The task → What lines in the records below mention "tracksuit"? List them all.

**********

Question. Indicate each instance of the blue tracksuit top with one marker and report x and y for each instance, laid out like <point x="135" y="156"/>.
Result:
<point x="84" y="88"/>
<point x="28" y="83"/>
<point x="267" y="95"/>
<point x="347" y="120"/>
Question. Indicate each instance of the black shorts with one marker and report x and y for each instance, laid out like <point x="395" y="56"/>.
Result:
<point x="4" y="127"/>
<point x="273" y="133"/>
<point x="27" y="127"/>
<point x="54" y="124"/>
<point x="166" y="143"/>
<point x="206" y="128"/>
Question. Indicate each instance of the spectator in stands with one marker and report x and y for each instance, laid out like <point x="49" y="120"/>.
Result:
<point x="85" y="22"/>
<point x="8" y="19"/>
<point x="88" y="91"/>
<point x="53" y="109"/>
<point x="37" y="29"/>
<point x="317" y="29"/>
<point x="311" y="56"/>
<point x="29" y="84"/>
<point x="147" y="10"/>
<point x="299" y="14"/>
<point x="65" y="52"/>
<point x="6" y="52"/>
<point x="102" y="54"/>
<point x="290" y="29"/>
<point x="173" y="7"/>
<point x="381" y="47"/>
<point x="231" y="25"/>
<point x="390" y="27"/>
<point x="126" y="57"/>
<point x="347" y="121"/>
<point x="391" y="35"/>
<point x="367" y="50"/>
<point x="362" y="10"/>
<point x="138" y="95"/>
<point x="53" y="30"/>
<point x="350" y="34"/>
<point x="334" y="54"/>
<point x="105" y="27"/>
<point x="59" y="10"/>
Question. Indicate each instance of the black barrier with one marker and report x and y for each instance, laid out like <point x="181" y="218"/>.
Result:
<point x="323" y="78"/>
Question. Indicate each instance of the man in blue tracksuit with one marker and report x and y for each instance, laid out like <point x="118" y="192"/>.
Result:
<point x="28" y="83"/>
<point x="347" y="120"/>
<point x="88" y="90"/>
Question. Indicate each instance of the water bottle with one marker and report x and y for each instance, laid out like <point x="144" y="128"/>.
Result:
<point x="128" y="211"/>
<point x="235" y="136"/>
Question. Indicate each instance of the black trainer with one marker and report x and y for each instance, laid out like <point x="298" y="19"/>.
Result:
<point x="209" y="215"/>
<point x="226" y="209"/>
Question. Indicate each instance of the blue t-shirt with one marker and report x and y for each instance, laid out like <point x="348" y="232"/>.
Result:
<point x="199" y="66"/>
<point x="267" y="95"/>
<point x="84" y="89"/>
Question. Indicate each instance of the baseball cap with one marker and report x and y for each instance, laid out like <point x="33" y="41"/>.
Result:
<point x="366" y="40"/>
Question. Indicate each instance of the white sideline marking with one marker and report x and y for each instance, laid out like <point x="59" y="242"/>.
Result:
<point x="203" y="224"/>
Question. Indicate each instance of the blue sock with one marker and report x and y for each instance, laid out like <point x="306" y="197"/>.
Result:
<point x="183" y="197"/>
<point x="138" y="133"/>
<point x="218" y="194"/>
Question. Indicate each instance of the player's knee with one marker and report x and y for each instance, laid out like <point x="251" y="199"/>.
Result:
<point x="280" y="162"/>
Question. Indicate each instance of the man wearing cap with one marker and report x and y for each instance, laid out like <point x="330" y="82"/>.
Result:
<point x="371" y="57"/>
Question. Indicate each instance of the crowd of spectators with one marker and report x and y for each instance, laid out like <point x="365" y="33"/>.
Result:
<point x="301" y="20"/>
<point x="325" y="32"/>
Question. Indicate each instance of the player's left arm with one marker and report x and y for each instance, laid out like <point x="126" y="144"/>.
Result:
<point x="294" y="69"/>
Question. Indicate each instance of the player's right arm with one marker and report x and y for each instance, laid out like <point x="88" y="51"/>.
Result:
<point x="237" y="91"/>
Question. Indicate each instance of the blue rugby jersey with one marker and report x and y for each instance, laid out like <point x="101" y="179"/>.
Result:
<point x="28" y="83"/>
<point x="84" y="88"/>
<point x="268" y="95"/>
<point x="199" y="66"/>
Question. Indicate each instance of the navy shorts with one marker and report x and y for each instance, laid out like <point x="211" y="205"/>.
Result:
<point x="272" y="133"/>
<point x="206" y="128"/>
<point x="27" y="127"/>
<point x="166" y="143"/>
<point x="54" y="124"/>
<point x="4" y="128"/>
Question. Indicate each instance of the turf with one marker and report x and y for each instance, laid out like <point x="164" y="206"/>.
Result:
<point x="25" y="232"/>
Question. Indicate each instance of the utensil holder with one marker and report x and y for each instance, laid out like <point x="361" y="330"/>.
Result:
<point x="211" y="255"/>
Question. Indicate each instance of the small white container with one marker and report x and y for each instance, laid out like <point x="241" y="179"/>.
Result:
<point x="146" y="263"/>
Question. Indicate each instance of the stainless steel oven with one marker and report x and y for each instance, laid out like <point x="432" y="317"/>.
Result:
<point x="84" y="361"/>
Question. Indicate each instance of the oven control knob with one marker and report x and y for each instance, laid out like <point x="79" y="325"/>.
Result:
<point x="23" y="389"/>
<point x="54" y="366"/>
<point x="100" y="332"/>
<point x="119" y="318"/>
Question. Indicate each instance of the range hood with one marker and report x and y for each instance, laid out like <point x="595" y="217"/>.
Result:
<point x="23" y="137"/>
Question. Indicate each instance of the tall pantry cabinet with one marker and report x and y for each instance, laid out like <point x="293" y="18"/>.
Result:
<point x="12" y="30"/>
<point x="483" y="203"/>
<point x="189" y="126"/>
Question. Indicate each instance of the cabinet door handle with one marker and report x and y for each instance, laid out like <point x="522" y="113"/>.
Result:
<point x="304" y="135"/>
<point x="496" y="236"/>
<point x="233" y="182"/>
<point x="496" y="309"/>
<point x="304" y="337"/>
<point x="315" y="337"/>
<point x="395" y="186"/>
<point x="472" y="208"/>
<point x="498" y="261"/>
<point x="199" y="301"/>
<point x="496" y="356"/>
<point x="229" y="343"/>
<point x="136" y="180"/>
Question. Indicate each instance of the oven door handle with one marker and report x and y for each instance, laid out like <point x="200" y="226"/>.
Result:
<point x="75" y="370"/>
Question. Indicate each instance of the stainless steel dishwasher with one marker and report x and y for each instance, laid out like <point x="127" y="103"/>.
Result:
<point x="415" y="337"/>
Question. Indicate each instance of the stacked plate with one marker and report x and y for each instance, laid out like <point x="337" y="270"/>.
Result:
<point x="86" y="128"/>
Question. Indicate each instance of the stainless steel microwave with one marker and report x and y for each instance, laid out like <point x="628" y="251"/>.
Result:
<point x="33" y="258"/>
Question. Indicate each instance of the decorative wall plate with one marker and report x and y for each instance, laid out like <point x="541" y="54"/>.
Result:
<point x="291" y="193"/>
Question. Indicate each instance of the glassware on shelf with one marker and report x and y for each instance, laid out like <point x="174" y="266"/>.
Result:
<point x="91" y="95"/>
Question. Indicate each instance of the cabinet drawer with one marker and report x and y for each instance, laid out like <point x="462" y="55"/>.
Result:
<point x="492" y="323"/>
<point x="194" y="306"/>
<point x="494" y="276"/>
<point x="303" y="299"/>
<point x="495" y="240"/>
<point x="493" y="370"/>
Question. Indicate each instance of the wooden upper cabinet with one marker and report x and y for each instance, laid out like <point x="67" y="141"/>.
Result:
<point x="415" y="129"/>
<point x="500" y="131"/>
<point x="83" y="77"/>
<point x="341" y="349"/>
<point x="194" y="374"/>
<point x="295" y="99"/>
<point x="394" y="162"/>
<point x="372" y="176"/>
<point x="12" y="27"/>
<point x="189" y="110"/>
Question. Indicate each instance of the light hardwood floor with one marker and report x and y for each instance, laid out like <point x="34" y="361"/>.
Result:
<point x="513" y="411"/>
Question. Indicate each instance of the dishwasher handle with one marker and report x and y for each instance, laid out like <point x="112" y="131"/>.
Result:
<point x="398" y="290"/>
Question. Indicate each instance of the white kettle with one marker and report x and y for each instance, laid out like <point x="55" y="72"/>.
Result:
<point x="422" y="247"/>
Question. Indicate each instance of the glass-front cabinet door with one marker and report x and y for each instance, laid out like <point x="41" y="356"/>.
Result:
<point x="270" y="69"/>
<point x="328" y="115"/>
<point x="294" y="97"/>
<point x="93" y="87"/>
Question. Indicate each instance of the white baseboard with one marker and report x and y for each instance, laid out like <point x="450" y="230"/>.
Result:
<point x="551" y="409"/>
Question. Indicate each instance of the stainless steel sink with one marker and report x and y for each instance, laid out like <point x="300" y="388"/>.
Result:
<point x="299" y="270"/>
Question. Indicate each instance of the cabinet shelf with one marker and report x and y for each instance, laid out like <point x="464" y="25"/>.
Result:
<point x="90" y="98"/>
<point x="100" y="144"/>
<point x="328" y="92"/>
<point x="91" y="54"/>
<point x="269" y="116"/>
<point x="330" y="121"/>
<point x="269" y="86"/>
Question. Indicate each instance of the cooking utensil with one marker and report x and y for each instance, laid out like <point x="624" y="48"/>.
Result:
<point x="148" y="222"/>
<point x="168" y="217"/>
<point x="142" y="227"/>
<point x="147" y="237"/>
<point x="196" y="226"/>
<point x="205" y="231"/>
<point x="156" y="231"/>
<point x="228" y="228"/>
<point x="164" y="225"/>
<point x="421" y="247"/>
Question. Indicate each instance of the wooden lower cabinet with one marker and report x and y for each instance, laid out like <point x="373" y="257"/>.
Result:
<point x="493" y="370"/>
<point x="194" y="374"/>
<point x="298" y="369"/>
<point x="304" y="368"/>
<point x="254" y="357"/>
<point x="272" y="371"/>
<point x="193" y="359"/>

**********

Answer section →
Question. Indicate each instance of the blue tracksuit top with one marker and report x and y for each instance, laid out like <point x="135" y="156"/>.
Question. Indicate each instance of the man in blue tracksuit with one marker and report x and y for each instance, laid out like <point x="118" y="192"/>.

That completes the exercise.